◆ SELECTED PASSAGE
Police raids on NNC offices and the homes of prominent Nagas became increasingly frequent during 1953. The Angami leaders T. Sakhrie and John Bosco Jasokie broke with Phizo at a meeting in Khonoma village in 1955, with Sakhrie taking a more conciliatory position toward the Indian government. Sakhrie's defection was experienced by Phizo's faction not merely as a political betrayal but as a personal one, given the shared village origin of the two men. The break between the families and clans of Khonoma, specifically Phizo's Dolie clan and Sakhrie's Lievüse clan, over the political future of the Nagas produced revenge killings and blood feuds that lasted for generations and blurred the line between the political and the personal in the Naga conflict in ways that have never been fully resolved.

In January 1956, Phizo arranged for Sakhrie to be murdered. Sakhrie was killed by members of Phizo's faction, an act that represented the starkest and most controversial decision of Phizo's career, one that his admirers have contextualised within the brutal realities of armed conflict and that his critics have condemned as political murder. Other dissenting leaders, including Jasokie and Silie, sought refuge with the Indian government thereafter.

On 22 March 1956, Phizo proclaimed the establishment of the "Naga Central Government," which was later renamed the Federal Government of Nagaland (FGN) in 1959. The new body had a military wing, the Naga Federal Army, and constituted an underground parallel state that claimed sovereign authority over the Naga people. The Naga Hills District was formally declared a Disturbed Area by the Indian government in January 1956, placing it under direct military command, and the Indian Army deployed in earnest in April 1956. The resulting conflict caused widespread suffering among the civilian population of the Naga Hills, with villages burned, people displaced, and allegations of serious human rights violations by the Indian Army accumulating over several years. The Armed Forces Special Powers Act was enacted in 1958 to give the military broad powers in the region.

◆ REQUIRED TASK 1
According to the Naga history passage, why did Phizo's faction see Sakhrie's defection as a personal betrayal and not only a political one?
The records below have no connection to the Naga history passage.

◆ INPUT FOR THIS TASK
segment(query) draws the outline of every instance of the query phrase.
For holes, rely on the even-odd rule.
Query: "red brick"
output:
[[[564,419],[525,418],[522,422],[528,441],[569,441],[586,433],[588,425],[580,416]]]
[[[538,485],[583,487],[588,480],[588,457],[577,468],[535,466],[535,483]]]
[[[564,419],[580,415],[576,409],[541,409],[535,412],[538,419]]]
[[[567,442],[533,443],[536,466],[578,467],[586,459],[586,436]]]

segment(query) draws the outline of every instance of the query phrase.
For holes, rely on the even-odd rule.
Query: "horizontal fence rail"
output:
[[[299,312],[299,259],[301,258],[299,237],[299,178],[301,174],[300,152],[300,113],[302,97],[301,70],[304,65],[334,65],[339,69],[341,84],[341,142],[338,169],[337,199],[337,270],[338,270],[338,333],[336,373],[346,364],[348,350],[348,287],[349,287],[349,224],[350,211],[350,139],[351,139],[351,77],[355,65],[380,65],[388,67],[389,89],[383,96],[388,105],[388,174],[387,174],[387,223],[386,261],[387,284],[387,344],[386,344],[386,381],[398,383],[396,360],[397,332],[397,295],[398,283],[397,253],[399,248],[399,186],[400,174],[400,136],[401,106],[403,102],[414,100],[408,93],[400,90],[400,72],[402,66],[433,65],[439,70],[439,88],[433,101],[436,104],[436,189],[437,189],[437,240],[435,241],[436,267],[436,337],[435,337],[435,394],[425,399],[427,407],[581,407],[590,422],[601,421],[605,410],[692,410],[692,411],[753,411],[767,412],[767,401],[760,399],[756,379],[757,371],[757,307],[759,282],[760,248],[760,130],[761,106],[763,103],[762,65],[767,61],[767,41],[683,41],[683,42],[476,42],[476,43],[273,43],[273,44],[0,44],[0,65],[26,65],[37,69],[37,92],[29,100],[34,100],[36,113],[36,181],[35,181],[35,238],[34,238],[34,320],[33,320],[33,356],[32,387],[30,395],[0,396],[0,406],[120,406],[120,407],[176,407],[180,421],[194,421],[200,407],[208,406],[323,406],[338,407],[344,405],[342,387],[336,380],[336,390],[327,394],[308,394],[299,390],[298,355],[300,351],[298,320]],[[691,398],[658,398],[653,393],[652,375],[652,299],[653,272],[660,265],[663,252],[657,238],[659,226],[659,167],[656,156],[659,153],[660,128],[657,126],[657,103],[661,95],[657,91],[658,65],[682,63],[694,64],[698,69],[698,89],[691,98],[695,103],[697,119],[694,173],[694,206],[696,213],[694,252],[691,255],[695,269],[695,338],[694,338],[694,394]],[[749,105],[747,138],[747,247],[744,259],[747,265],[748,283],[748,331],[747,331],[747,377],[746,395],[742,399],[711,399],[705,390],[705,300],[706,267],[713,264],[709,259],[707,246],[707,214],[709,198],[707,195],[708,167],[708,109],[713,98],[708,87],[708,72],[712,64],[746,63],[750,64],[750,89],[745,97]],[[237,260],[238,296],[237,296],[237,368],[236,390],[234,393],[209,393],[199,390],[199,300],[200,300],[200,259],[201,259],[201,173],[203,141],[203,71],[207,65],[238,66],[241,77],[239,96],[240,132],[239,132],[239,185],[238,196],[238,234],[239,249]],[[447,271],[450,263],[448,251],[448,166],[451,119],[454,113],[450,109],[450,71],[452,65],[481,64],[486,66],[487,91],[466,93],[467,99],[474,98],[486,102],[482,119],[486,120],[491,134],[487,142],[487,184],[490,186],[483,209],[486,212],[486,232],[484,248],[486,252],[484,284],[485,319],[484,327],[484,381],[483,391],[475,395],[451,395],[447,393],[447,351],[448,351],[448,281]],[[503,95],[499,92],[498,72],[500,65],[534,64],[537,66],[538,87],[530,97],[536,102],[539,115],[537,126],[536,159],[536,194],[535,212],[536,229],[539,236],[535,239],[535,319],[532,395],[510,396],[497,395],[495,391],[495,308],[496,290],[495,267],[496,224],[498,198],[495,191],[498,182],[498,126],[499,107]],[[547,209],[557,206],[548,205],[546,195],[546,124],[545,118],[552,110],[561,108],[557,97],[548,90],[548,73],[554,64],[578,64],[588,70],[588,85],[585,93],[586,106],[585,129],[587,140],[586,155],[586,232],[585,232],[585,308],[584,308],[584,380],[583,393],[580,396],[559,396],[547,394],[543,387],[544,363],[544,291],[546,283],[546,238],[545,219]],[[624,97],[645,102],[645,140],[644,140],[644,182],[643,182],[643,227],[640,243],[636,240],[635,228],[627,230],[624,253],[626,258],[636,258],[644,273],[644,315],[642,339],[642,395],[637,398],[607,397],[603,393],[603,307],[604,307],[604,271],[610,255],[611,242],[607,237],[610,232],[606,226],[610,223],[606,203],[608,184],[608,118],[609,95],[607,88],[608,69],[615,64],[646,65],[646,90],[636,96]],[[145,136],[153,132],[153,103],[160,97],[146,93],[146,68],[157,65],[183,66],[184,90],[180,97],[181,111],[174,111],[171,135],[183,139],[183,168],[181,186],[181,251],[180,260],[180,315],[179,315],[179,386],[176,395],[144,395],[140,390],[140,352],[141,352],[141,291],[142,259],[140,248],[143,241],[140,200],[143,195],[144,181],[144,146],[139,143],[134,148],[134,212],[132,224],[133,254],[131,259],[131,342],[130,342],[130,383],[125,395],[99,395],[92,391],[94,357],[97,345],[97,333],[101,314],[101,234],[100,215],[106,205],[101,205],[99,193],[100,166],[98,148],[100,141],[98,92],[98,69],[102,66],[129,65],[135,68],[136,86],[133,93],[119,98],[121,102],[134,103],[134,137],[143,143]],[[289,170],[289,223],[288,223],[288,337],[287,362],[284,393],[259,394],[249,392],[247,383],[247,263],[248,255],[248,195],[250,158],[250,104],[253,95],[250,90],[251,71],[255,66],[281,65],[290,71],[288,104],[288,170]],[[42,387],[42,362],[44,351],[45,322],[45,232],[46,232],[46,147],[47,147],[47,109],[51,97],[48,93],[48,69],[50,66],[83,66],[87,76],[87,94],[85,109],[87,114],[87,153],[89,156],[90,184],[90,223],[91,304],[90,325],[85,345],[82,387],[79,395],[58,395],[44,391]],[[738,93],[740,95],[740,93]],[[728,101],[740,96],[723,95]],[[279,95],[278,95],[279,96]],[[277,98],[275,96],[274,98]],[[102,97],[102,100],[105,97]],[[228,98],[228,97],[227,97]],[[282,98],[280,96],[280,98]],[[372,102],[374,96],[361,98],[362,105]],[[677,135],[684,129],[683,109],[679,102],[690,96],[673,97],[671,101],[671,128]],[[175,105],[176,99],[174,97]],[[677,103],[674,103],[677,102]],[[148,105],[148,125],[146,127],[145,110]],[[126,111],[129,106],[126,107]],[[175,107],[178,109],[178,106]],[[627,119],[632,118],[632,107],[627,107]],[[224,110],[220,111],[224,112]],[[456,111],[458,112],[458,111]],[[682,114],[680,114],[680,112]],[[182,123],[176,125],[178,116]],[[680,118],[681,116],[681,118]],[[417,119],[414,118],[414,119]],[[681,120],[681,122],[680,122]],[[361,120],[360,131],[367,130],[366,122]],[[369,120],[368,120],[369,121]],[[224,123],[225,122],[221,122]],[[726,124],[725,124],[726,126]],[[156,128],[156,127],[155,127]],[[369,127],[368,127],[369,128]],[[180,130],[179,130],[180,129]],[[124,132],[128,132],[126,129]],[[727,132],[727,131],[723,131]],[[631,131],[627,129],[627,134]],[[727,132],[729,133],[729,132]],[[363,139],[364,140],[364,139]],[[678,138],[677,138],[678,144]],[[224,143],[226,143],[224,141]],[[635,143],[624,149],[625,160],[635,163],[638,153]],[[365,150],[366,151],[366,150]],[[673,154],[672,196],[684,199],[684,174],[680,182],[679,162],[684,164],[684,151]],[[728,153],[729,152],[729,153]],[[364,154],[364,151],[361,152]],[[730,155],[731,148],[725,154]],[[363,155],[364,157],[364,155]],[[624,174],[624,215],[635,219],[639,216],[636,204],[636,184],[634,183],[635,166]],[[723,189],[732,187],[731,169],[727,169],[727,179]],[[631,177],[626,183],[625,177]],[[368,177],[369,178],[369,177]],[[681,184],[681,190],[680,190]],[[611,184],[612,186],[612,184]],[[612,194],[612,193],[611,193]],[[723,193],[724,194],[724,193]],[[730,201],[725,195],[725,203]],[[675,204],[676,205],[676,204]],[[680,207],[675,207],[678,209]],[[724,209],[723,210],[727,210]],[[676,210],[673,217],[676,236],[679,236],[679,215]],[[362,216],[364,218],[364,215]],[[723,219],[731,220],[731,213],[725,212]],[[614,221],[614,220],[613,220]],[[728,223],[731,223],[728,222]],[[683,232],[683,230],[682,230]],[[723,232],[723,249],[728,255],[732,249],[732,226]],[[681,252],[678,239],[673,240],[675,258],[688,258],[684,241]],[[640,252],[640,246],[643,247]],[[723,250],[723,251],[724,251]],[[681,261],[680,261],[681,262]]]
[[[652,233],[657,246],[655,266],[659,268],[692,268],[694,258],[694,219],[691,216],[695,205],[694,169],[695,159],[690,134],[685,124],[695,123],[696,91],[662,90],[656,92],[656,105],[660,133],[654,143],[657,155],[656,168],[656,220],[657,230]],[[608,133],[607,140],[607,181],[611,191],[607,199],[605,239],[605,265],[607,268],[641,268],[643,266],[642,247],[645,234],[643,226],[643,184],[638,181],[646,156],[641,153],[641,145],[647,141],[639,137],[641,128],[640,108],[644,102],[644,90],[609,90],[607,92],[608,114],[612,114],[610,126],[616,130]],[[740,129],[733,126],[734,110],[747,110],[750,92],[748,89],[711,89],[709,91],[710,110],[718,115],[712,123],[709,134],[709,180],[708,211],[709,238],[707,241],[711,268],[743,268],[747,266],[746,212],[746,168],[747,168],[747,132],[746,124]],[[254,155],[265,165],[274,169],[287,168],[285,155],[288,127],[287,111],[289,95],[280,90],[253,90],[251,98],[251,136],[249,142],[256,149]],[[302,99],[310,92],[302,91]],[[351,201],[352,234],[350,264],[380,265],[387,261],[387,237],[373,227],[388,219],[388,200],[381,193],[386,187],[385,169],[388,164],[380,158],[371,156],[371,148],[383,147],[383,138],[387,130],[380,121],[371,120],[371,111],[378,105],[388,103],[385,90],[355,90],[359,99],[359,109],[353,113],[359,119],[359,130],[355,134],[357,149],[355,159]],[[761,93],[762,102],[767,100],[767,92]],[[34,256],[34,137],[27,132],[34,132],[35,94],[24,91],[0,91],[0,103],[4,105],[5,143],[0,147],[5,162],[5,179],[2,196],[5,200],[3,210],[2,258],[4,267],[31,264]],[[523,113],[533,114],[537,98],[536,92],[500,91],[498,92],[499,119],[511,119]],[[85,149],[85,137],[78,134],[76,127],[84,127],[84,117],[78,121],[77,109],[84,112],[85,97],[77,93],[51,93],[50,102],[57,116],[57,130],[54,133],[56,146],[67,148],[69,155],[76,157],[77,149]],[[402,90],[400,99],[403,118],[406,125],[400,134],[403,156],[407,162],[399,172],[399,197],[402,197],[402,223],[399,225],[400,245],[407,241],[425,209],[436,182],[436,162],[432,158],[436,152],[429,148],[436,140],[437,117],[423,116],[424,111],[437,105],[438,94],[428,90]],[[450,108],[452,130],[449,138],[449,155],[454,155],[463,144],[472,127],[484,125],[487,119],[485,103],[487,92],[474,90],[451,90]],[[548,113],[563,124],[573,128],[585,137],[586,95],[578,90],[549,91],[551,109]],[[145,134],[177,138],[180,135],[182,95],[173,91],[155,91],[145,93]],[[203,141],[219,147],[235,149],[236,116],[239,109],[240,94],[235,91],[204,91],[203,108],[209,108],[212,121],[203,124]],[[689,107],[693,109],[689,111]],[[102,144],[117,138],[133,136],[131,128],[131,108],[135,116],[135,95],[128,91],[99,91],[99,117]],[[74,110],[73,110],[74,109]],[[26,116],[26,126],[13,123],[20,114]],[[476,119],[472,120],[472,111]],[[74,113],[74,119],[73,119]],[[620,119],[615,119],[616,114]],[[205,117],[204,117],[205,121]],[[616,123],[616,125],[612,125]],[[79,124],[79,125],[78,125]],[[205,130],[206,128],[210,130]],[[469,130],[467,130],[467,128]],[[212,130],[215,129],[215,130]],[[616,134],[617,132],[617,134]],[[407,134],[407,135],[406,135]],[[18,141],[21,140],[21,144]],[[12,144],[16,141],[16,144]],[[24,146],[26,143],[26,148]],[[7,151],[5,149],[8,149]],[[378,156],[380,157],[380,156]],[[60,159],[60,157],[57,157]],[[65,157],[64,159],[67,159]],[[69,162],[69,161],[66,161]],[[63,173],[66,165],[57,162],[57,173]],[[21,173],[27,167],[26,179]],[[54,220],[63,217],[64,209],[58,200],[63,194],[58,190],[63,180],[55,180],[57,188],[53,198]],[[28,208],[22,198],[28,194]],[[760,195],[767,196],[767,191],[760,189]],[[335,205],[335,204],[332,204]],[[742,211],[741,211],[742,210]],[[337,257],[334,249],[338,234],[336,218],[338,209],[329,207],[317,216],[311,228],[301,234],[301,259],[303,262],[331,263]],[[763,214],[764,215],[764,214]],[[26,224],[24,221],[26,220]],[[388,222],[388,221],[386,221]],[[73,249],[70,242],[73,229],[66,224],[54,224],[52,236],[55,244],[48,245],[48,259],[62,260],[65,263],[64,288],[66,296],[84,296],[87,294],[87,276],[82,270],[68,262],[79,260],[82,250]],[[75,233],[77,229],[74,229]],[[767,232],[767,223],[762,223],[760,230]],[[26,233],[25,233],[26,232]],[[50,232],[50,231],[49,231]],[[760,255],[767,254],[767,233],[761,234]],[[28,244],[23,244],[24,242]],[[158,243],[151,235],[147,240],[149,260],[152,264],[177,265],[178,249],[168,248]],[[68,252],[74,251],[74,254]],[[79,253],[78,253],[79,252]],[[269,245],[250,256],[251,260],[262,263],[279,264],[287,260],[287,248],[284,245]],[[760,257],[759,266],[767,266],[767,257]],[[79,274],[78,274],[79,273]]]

◆ REQUIRED TASK 2
In the records, substitute "boundary" for "outline" across the stretch from their start through the line containing "[[[567,442],[533,443],[536,466],[578,467],[586,459],[586,436]]]", and return those lines with everything else unchanged.

◆ FINAL RESULT 1
Phizo's faction felt it as a personal betrayal because Phizo and Sakhrie came from the same village, Khonoma.

◆ FINAL RESULT 2
segment(query) draws the boundary of every instance of the query phrase.
For holes, rely on the even-odd rule.
Query: "red brick"
output:
[[[564,419],[525,418],[522,422],[528,441],[569,441],[586,433],[588,425],[580,416]]]
[[[538,485],[583,487],[588,480],[588,457],[577,468],[535,466],[535,483]]]
[[[564,419],[580,415],[576,409],[541,409],[535,412],[538,419]]]
[[[567,442],[533,443],[536,466],[578,467],[586,459],[586,436]]]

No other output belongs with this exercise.